Task details
Wherever a line of the records contains "person", copy that line.

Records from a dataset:
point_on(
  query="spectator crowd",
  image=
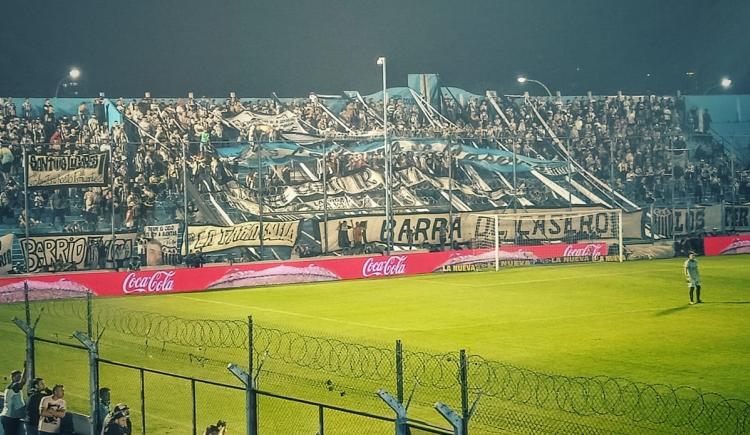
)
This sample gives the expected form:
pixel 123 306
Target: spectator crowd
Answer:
pixel 637 144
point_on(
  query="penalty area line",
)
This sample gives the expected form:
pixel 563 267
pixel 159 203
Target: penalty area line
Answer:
pixel 291 313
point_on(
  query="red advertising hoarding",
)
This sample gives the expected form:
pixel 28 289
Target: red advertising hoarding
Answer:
pixel 105 283
pixel 727 245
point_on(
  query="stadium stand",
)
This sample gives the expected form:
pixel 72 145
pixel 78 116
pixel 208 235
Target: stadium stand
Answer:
pixel 571 149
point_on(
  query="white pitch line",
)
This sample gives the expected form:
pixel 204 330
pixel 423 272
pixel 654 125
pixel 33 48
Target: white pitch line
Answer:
pixel 531 281
pixel 543 319
pixel 291 313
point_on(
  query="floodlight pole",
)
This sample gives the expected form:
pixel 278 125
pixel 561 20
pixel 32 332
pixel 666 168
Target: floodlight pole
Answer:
pixel 325 200
pixel 450 190
pixel 25 245
pixel 112 192
pixel 184 199
pixel 387 153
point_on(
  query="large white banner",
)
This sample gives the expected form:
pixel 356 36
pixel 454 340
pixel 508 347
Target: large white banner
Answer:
pixel 539 225
pixel 69 170
pixel 285 121
pixel 209 238
pixel 162 247
pixel 79 251
pixel 6 242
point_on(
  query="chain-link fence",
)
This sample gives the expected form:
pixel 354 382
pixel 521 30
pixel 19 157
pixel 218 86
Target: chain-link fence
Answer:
pixel 300 378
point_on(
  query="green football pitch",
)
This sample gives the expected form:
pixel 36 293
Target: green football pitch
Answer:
pixel 629 320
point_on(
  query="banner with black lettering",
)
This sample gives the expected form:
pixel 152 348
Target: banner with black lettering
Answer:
pixel 162 244
pixel 736 218
pixel 209 238
pixel 77 252
pixel 665 222
pixel 6 264
pixel 416 230
pixel 77 170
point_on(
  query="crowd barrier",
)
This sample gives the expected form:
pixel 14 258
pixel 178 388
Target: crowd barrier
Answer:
pixel 178 280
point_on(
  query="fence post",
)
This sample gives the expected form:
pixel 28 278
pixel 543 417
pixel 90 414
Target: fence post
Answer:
pixel 195 414
pixel 247 379
pixel 463 370
pixel 321 422
pixel 143 403
pixel 93 352
pixel 460 423
pixel 29 333
pixel 30 352
pixel 89 314
pixel 397 403
pixel 252 398
pixel 399 372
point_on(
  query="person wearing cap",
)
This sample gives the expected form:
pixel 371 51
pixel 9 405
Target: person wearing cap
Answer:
pixel 123 409
pixel 118 424
pixel 52 410
pixel 37 391
pixel 103 411
pixel 14 409
pixel 693 278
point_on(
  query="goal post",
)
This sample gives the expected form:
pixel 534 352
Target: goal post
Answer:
pixel 547 236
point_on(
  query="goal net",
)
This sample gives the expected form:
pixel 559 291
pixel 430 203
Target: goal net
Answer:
pixel 541 237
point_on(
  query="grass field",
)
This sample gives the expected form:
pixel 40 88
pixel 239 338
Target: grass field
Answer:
pixel 627 320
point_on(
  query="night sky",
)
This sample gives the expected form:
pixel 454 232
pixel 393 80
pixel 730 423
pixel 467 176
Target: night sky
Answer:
pixel 292 48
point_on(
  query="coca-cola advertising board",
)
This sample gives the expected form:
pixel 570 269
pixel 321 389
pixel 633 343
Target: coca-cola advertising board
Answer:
pixel 727 245
pixel 104 283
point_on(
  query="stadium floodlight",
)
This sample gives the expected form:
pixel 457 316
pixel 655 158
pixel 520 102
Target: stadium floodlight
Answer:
pixel 724 83
pixel 523 80
pixel 74 73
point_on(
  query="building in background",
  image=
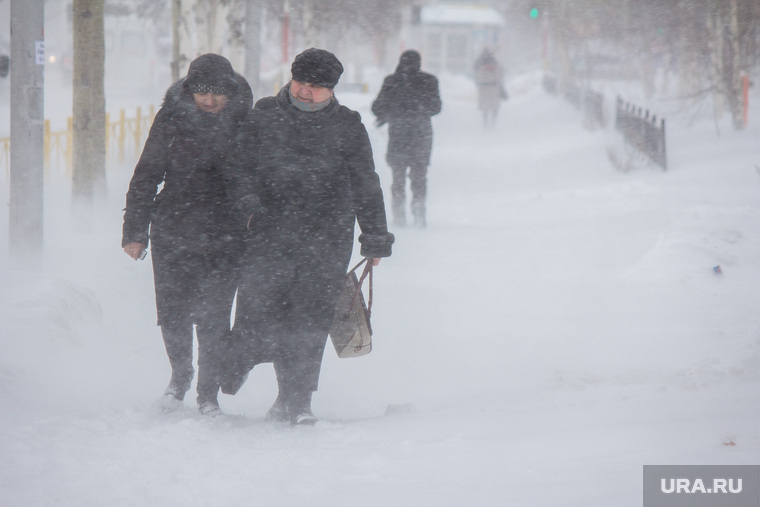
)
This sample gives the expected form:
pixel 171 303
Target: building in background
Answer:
pixel 450 36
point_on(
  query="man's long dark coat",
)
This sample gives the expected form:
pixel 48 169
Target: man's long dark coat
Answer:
pixel 306 179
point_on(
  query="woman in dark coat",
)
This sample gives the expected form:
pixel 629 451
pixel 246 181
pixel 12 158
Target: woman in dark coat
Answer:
pixel 310 177
pixel 194 247
pixel 489 78
pixel 407 100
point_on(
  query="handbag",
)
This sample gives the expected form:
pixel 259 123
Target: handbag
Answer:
pixel 351 332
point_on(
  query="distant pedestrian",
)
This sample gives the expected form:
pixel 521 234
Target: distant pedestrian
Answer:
pixel 489 77
pixel 193 246
pixel 407 100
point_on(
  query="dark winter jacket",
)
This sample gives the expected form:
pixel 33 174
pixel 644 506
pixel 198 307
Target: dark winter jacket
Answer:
pixel 305 178
pixel 407 100
pixel 312 176
pixel 188 221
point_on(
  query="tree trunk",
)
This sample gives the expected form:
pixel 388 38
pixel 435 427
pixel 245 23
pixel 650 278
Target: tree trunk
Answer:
pixel 734 68
pixel 89 150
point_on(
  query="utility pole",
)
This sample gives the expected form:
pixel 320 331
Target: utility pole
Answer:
pixel 253 45
pixel 27 129
pixel 176 23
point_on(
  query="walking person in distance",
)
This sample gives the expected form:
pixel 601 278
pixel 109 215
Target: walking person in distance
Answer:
pixel 407 101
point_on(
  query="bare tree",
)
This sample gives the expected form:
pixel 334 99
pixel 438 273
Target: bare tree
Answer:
pixel 89 177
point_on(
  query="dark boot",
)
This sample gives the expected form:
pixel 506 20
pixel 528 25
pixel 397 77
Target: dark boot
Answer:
pixel 399 212
pixel 418 210
pixel 279 410
pixel 178 341
pixel 299 409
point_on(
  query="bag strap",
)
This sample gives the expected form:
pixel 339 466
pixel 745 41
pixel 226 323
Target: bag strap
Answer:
pixel 366 272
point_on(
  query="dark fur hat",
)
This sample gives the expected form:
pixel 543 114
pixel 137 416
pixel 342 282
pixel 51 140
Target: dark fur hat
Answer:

Answer below
  query="person wearing cap",
Target: person wearing cap
  query="walking person in distance",
Target: walking person in distance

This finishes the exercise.